Museums are digitizing collections and making images available online. This transparency allows researchers to discover overlooked works in storage and advocates to pressure institutions for better representation.
Social media platforms enable public discovery and appreciation. Instagram accounts sharing forgotten women artists reach millions of followers, creating grassroots interest that influences museum programming and market recognition.
Modern Statistics: The Work Continues
Despite recovery efforts, gender disparities persist throughout the art world.
Museum collections remain 85-87% male in major US institutions. European museums show similar patterns. Only 3-5% of permanent collections are women’s work.
The auction market shows slight improvement but maintains stark inequality. Women accounted for only 2% of auction spending between 2008-2019.
Gallery representation is improving slowly. Blue-chip galleries now represent 25-30% women artists, up from even lower historical levels, but still far from parity.
Contemporary artists face a gender pay gap larger than in most other creative professions. Women artists earn significantly less than male counterparts with comparable experience and recognition.
Positive changes are happening. More women hold positions as museum directors, curators, and gallery owners. Deliberate diversification efforts are changing acquisition and exhibition practices. Increased academic focus continues recovering lost artists.
But the work is far from complete. Achieving equity requires ongoing effort, institutional commitment, and continued advocacy.
How to Explore Their Work: Museums, Exhibitions, and Resources
Practical ways to engage with these artists’ work and support ongoing rediscovery.
Museums with Strong Historical Women’s Collections
National Museum of Women in the Arts (Washington, DC) — Dedicated exclusively to women artists across all periods and media. Collection includes Renaissance through contemporary works.

Given instruction A → Print the portion of the passage on women artists that opens with the words containing "Museums are digitizing" and closes with "for better representation.".
Given instruction B → According to the passage on women artists, what share of auction spending went to women between 2008 and 2019?
Given instruction C → Write the next part of the passage on women artists, picking up after its final sentence.

Items →

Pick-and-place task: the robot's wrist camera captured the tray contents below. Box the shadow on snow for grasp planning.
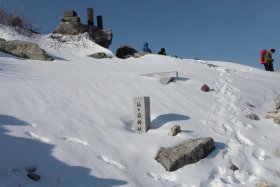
[0,114,127,187]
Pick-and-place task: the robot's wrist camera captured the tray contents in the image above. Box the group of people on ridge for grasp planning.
[143,42,166,55]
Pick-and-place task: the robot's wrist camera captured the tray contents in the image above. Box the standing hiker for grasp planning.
[143,42,152,53]
[261,49,275,71]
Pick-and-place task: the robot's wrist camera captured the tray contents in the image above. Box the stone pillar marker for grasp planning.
[87,8,94,26]
[96,15,103,29]
[133,97,151,133]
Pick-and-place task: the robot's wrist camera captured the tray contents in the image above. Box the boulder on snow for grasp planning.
[155,137,215,171]
[228,162,238,171]
[116,45,137,59]
[27,173,41,181]
[0,40,54,61]
[88,52,112,59]
[53,10,113,48]
[133,52,151,58]
[201,84,209,92]
[168,124,181,136]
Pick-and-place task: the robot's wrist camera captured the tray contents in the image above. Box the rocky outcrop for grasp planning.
[0,40,54,61]
[53,10,113,48]
[116,45,137,59]
[201,84,209,92]
[155,137,215,171]
[168,124,181,136]
[246,113,260,120]
[88,52,112,59]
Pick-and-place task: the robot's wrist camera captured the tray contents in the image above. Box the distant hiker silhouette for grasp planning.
[260,49,275,71]
[158,48,166,55]
[143,42,152,53]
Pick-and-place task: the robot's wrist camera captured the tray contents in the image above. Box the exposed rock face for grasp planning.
[168,124,181,136]
[246,113,260,120]
[0,40,53,61]
[155,137,215,171]
[53,10,113,48]
[201,84,209,92]
[116,45,137,59]
[89,52,112,59]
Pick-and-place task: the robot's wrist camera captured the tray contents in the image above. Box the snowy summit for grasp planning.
[0,26,280,187]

Exercise response A →
Museums are digitizing collections and making images available online. This transparency allows researchers to discover overlooked works in storage and advocates to pressure institutions for better representation.

Exercise response B → Only 2%.

Exercise response C →
Uffizi Gallery (Florence, Italy) — Strong holdings of Artemisia Gentileschi, Sofonisba Anguissola, Lavinia Fontana, and Plautilla Nelli. Renaissance women artists well-represented.
Rijksmuseum (Amsterdam, Netherlands) — Excellent Dutch Golden Age women’s collection including Judith Leyster, Clara Peeters, Rachel Ruysch, Maria van Oosterwijk.


Musée d’Orsay (Paris, France) — Comprehensive 19th-century French women artists including Berthe Morisot, Marie Bracquemond, Rosa Bonheur, and other Impressionists.

Museum of Fine Arts, Boston (Massachusetts, USA) — Strong collection across periods including Harriet Powers’ quilt, Elizabeth Nourse paintings, and European women artists.
Tate Britain/Tate Modern (London, UK) — British women artists well-represented; hosts major retrospectives of historical women artists.
Prado Museum (Madrid, Spain) — Major Clara Peeters holdings; Spanish women artists represented.
Most major museums now have searchable online collection databases. Search by artist name to locate specific works and see what’s on view versus in storage.
Books and Further Reading
Linda Nochlin, Women, Art, and Power and Other Essays — Essential collection including the groundbreaking 1971 essay that launched feminist art history.
Griselda Pollock and Rozsika Parker, Old Mistresses: Women, Art and Ideology — Fundamental analysis of how art history systematically excluded women.
Whitney Chadwick, Women, Art, and Society — Comprehensive survey from medieval period through contemporary, regularly updated.
Exhibition catalogs — Recent shows like “Women Artists in Paris 1850-1900” published scholarly catalogs with extensive research and illustrations.
Museum websites often provide free online access to exhibition catalogs and research publications.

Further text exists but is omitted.